_PROMPT A:_ In the comments about the flags, which bird appears in the designs that one commenter says they like quite a bit?
--- BEGIN EXTRACT ---
I'd go with either the Uncle Floyd one, some depiction of the Jersey Devil, or the Bagel-Creamcheese-Lox...
posted by Schmucko at 12:05 PM on January 26, 2016


I'm also from Central Jersey. It does exist, though I understand why people from away are blind to this nuance. Historically, it's a completely distinct settlement and culture, that only in the last 100 years got mushed between two behemoth cities and their suburban sprawl. But that's OK, I don't need to respect anybody's narrow region binary.

Brian Donohue, by the way, is one of my favorite journalists. He is really connected to the place from which he reports, and his projects show an empathy and understanding you can only come by honestly. He's very engaged on state- and local history-related Facebook pages and has been responsive in the past when I've emailed him about various projects. He's a great example of the best of NJ.

A lot of these flags are great. I like the goldfinch designs quite a bit.
--- END EXTRACT ---
--- BEGIN DATASET RECORDS ---
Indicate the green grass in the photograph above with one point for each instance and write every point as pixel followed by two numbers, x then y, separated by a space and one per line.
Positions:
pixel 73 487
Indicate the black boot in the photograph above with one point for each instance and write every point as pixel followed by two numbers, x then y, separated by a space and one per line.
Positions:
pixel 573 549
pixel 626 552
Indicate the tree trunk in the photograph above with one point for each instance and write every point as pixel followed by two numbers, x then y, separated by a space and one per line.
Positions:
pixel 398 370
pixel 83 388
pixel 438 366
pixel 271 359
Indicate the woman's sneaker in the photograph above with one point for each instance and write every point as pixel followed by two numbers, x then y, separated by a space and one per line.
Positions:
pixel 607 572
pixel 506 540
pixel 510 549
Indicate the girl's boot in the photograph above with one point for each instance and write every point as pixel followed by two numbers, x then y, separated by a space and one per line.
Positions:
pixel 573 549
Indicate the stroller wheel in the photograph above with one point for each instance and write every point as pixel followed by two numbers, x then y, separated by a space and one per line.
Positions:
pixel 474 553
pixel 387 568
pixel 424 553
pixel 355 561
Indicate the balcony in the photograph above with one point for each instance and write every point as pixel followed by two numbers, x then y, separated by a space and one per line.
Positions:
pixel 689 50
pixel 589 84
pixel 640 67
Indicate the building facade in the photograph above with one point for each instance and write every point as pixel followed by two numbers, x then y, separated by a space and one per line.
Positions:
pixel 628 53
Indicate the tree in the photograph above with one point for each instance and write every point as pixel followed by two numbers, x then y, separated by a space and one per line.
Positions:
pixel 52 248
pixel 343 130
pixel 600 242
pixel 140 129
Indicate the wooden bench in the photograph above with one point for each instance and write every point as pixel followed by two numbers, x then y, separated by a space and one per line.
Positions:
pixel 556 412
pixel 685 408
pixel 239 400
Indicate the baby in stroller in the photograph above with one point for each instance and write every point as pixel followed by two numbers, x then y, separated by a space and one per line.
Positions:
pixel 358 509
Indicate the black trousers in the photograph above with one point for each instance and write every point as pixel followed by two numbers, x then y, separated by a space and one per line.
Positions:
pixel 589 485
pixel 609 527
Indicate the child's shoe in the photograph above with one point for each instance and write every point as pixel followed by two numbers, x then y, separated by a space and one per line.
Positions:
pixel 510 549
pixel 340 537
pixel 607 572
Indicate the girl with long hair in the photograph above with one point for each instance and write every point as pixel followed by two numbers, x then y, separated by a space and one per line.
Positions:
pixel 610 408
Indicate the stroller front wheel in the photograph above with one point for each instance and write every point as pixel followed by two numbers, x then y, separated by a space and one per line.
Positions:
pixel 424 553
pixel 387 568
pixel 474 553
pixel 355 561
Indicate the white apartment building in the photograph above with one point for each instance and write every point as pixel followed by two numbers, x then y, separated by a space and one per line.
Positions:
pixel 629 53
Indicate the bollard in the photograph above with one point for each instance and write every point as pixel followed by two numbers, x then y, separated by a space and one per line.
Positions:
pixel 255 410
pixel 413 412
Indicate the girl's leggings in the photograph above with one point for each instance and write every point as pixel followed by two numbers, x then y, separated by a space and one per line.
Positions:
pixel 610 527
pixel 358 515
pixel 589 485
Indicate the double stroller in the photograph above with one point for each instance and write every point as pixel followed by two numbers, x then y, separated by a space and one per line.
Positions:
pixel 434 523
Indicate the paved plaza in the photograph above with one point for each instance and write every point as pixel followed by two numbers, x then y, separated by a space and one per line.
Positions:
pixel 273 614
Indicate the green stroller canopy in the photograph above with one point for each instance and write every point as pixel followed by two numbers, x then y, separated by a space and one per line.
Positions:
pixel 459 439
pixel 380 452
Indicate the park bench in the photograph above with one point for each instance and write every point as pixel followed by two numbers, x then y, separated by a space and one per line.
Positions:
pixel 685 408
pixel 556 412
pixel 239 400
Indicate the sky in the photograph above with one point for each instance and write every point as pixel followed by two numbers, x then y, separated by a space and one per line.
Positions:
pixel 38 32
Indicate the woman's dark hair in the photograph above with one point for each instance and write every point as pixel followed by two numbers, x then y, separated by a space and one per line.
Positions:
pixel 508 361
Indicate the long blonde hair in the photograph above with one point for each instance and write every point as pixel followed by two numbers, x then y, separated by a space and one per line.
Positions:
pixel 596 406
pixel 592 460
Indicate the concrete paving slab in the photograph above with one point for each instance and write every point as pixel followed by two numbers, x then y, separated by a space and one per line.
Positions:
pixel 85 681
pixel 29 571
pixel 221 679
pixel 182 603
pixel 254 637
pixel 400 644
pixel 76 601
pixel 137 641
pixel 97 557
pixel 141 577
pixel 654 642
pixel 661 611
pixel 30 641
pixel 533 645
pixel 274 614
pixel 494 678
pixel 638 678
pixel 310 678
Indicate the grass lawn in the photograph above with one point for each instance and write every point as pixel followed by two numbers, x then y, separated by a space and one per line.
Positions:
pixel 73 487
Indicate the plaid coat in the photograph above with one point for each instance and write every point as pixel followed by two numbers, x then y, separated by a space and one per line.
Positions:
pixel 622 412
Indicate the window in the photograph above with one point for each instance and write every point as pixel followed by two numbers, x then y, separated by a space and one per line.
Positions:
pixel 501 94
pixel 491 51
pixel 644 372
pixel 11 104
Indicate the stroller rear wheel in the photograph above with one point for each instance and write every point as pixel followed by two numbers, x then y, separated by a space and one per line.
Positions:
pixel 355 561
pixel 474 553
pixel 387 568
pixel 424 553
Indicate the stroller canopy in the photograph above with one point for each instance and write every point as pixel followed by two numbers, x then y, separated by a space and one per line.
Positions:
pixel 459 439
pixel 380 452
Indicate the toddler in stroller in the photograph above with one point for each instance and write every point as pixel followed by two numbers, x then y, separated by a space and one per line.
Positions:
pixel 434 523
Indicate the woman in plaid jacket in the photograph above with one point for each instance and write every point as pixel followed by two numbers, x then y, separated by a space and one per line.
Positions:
--- END DATASET RECORDS ---
_PROMPT B:_ From the records, copy the lines starting with the line that contains "Indicate the double" and going on through the line that contains "pixel 273 614", with both of those lines included.

_EXERCISE RESULT A:_ The goldfinch.

_EXERCISE RESULT B:_
Indicate the double stroller in the photograph above with one point for each instance and write every point as pixel followed by two numbers, x then y, separated by a space and one per line.
Positions:
pixel 434 523
Indicate the paved plaza in the photograph above with one point for each instance and write every point as pixel followed by two numbers, x then y, separated by a space and one per line.
Positions:
pixel 273 614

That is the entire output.